[Description of the task]: Pick up the article about Angelique Flowers and her Crohn's disease where it stops, writing on from its final sentence rather than from the material.

The video is one of two she filmed in her final weeks; in the second she explains to those she loved how her excruciatingly painful Crohn’s disease had meant she couldn’t spend more time with them.
For half of her life, the illness had at its worst, left her bedridden in agony, and at best, anxious and socially withdrawn. As her friends studied and celebrated and spent summers at the beach, Flowers stayed at home, too often sapped of the health, energy or confidence to join them. She was a private person, and kept her disease a secret from many of her extended family and friends for a decade.
She is scathing of the medical profession — her trust eroded by conflicting advice, poor bedside manners, and unbearable pain.
Angelique Flowers gave the films to Philip Nitschke and his group Exit International, which she encountered in her search.
It was through them that she learnt Federal Parliament overturned the Northern Territory’s world-first euthanasia law in 1996. She also learnt about Nembutal, a lethal drug often used in euthanasia, but the idea of an arduous trip to Mexico to obtain it was quickly discarded.
So, on Dr Nitschke’s advice, she used that very generation X tool, YouTube, to broadcast her appeal for Nembutal.
Flowers did obtain a dose , but she never used it. No one knows why — perhaps the fear of implicating family members, or the need to also take anti-nausea drugs to keep the Nembutal down.
She suffered the bowel obstruction she had feared and died on August 19.
Her older brother Damian, 34, was with her, and believes she was still in pain despite massive doses of morphine and other painkillers. In her last hour, he held a bowl under his sister’s chin as she vomited faecal matter.

[Information]:
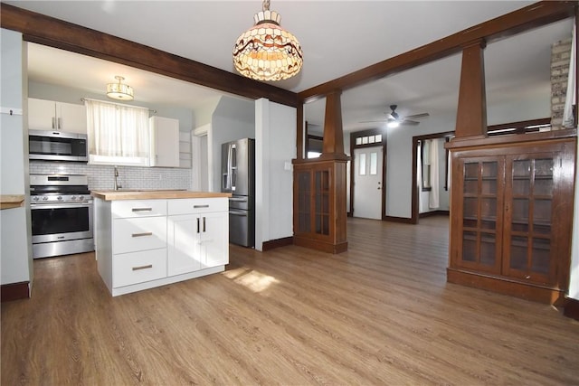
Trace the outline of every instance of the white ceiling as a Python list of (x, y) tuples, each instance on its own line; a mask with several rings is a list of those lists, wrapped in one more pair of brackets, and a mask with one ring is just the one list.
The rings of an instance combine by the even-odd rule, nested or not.
[[(4, 1), (170, 53), (234, 72), (232, 49), (252, 25), (260, 1)], [(299, 92), (384, 59), (524, 7), (528, 1), (298, 1), (272, 0), (281, 25), (304, 52), (304, 67), (275, 83)], [(485, 50), (489, 108), (536, 95), (549, 98), (550, 45), (570, 36), (571, 19), (490, 43)], [(455, 55), (346, 90), (345, 130), (375, 127), (388, 106), (397, 112), (455, 114), (460, 57)], [(136, 100), (195, 108), (222, 92), (150, 72), (31, 44), (29, 77), (102, 92), (122, 75)], [(530, 117), (543, 118), (543, 117)], [(306, 118), (321, 124), (323, 100)], [(489, 118), (489, 124), (492, 119)], [(501, 123), (501, 122), (496, 122)]]

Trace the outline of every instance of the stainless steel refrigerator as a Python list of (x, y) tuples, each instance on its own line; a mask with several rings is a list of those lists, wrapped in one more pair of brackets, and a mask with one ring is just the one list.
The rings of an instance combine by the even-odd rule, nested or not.
[(229, 199), (229, 241), (255, 247), (255, 140), (239, 139), (222, 145), (221, 191)]

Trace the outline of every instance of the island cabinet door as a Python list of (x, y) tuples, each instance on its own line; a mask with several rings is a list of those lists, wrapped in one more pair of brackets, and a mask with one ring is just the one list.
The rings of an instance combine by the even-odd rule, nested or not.
[(200, 231), (196, 214), (168, 216), (167, 276), (193, 272), (201, 268)]
[(214, 212), (199, 215), (201, 268), (229, 263), (229, 213)]

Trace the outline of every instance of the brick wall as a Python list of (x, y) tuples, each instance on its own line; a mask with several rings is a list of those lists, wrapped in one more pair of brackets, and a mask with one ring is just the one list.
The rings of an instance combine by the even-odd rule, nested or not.
[(567, 92), (571, 38), (557, 42), (551, 47), (551, 129), (563, 127), (563, 110)]

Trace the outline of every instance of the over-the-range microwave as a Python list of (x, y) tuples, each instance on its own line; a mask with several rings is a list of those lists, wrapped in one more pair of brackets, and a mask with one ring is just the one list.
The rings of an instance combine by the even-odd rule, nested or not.
[(29, 159), (76, 162), (89, 160), (86, 134), (29, 130), (28, 146)]

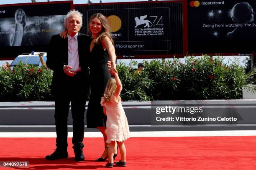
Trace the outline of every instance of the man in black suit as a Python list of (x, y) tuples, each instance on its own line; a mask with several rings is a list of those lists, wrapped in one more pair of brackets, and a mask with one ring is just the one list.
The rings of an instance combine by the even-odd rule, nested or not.
[(84, 160), (82, 148), (84, 131), (84, 112), (89, 82), (85, 58), (89, 55), (91, 38), (79, 32), (82, 26), (82, 14), (72, 10), (68, 13), (64, 25), (68, 38), (59, 35), (52, 37), (47, 51), (47, 67), (54, 71), (52, 93), (55, 105), (56, 149), (46, 157), (49, 160), (67, 158), (67, 117), (71, 102), (73, 138), (75, 159)]

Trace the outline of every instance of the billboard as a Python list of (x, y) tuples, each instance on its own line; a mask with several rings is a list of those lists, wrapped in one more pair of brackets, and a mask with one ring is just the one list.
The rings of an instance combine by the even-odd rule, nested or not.
[(256, 50), (256, 1), (187, 1), (189, 53), (250, 53)]
[(102, 4), (76, 7), (84, 15), (80, 32), (88, 34), (87, 22), (92, 15), (106, 16), (119, 58), (183, 53), (182, 2)]
[(46, 51), (51, 36), (64, 29), (70, 2), (0, 6), (0, 57)]

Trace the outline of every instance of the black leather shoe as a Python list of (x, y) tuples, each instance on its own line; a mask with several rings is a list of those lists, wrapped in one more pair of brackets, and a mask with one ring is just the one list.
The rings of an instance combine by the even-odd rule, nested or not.
[(126, 162), (121, 162), (121, 160), (119, 160), (119, 162), (115, 162), (114, 163), (117, 165), (119, 166), (126, 166)]
[(108, 162), (105, 165), (105, 167), (106, 168), (113, 168), (114, 166), (114, 164), (113, 163), (109, 163)]
[(74, 152), (75, 154), (75, 159), (77, 161), (84, 160), (84, 156), (83, 153), (83, 150), (81, 148), (74, 149)]
[(59, 159), (67, 158), (69, 157), (67, 151), (56, 150), (52, 154), (45, 157), (47, 160), (55, 160)]

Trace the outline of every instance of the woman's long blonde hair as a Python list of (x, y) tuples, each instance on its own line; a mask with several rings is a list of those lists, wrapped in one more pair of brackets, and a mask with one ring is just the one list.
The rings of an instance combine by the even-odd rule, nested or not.
[(103, 40), (103, 38), (106, 36), (108, 37), (112, 42), (112, 44), (114, 45), (114, 41), (110, 33), (110, 23), (109, 20), (106, 18), (104, 15), (101, 14), (100, 13), (96, 13), (96, 14), (93, 14), (91, 17), (89, 22), (89, 27), (88, 27), (88, 32), (89, 35), (90, 36), (92, 36), (92, 33), (90, 29), (90, 25), (92, 20), (93, 18), (97, 18), (100, 20), (102, 27), (101, 28), (101, 31), (99, 33), (97, 37), (95, 38), (95, 40), (94, 41), (94, 43), (95, 44), (98, 45), (101, 42), (101, 41)]
[(103, 97), (103, 103), (109, 102), (113, 93), (116, 89), (116, 83), (115, 78), (110, 78), (108, 81), (105, 91), (104, 92), (104, 96)]

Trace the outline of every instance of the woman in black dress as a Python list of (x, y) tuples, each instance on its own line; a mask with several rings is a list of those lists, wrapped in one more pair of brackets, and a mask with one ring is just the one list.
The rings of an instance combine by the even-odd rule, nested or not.
[[(101, 157), (96, 161), (105, 160), (108, 157), (106, 121), (103, 107), (100, 105), (107, 82), (111, 77), (108, 67), (108, 61), (111, 62), (111, 68), (115, 68), (115, 53), (114, 42), (110, 32), (108, 19), (102, 14), (93, 15), (88, 27), (89, 35), (93, 38), (90, 46), (90, 82), (91, 95), (86, 118), (87, 128), (97, 128), (104, 138), (105, 150)], [(111, 70), (110, 68), (110, 70)]]

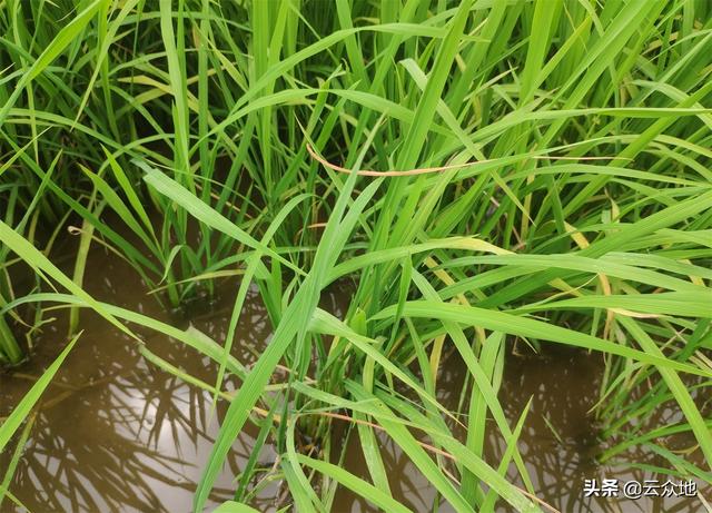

[Response to this task]:
“The peaceful ending wasn’t there,” he told The Age. “From the death she could have had, taking the Nembutal, saying her goodbyes to friends and family, having everyone there for her and being where she wanted to be, compared to what she did actually go through, it just doesn’t bear imagining.
“How can that be right? How can society believe terminal patients should be put through awful agonising deaths? Angelique wasn’t afraid of dying; it was more the way she was going to die that she feared.”
While Flowers may not have believed she was brave enough, her family credit her inner strength with helping them through the ordeal.
Damian and older sister Michelle hope her public appeal brings about legal change. The Victorian upper house this week voted down a private member’s bill giving terminally ill people the right to die with the help of a doctor.
But hopes are higher for a private member’s bill introduced by Greens leader Bob Brown in Federal Parliament. That bill, on which debate and a vote is expected to be held in the life of this Parliament, seeks to restore the right of the Northern Territory or the Australian Capital Territory to legislate for voluntary euthanasia.
Dr Nitschke, who met Angelique Flowers twice and intends to send her video to Senator Brown and Mr Rudd, described her as an eloquent advocate who was able to distance herself from her own plight.
“I found her an amazing and intriguing person… it’s certainly a very powerful voice,” he said.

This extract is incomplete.